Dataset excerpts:
┄┄┄┄┄┄

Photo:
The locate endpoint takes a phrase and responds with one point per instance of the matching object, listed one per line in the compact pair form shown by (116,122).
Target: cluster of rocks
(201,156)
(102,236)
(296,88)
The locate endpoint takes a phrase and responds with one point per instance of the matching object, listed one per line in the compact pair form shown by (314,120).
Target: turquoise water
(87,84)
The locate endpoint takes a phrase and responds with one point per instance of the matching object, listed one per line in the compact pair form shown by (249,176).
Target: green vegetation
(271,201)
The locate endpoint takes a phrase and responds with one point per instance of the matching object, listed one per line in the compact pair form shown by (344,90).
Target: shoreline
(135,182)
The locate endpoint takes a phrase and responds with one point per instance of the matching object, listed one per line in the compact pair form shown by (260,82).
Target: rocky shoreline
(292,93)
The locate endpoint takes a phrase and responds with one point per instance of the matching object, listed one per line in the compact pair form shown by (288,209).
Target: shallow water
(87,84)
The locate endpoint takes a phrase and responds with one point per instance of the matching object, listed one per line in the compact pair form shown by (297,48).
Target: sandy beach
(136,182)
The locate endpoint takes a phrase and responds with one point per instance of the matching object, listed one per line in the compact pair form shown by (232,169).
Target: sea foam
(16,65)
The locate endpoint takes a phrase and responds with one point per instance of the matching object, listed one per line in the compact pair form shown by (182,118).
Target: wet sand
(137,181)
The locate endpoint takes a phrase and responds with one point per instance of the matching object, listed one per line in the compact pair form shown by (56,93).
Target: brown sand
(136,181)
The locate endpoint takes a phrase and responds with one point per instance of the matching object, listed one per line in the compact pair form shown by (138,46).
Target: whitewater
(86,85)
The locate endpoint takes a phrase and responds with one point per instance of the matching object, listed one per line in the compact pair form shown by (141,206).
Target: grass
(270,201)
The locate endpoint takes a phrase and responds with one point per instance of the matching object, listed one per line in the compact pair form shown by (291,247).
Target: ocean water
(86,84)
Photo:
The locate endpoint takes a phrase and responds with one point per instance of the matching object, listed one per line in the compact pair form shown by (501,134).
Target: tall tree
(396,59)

┄┄┄┄┄┄

EXERCISE REQUIREMENTS: Nothing should be dropped. Retype each line above as it is.

RESULT OF THE TASK:
Photo:
The locate endpoint takes a phrase and responds with one point per instance of the matching object, listed one per line in the compact pair form shown by (116,122).
Target: cluster of rocks
(201,156)
(102,236)
(296,88)
The locate endpoint takes a phrase and responds with one point per instance of the matching object, listed one per line in the compact pair form shown by (314,120).
Target: turquoise water
(87,84)
The locate endpoint takes a phrase and responds with one point per instance of the matching object, listed one per line in the compact pair form shown by (249,176).
Target: green vegetation
(271,201)
The locate endpoint takes a phrase and responds with one point per instance of the matching object, listed one per line in the compact pair form shown by (344,90).
Target: shoreline
(135,182)
The locate endpoint takes a phrase and responds with one point per instance of the matching object, listed one per line in the compact pair form shown by (260,82).
Target: rocky shoreline
(292,93)
The locate endpoint takes a phrase and responds with one point per instance of the matching object, listed one per line in the compact pair form shown by (288,209).
Target: shallow water
(87,84)
The locate endpoint takes a phrase and responds with one point per instance of the matching object, listed one per line in the compact pair form shown by (297,48).
Target: sandy beach
(136,182)
The locate endpoint takes a phrase and responds with one point per instance of the matching object, listed one per line in the compact pair form shown by (232,169).
Target: sea foam
(16,65)
The locate endpoint takes a phrase and responds with one point per instance of the matching object, listed one per line in the compact pair form shown by (182,118).
Target: wet sand
(137,181)
The locate endpoint takes a phrase and responds with one point per instance of the matching object, listed one per line in the compact pair form shown by (56,93).
Target: brown sand
(136,181)
The locate endpoint takes a phrase and responds with one point per instance of the matching object, listed one per line in the compact pair form shown by (138,46).
Target: whitewater
(86,85)
The locate endpoint takes a phrase and responds with one point per instance of the matching object, listed one per line in the compact pair form shown by (141,206).
Target: grass
(270,201)
The locate endpoint takes a phrase and responds with one point per instance of the matching object, listed one per line in the compact pair form shown by (291,247).
Target: ocean water
(86,84)
Photo:
The locate endpoint takes a phrase and responds with one point per instance of the matching object, listed one per line in the compact pair form shown by (501,134).
Target: tall tree
(396,59)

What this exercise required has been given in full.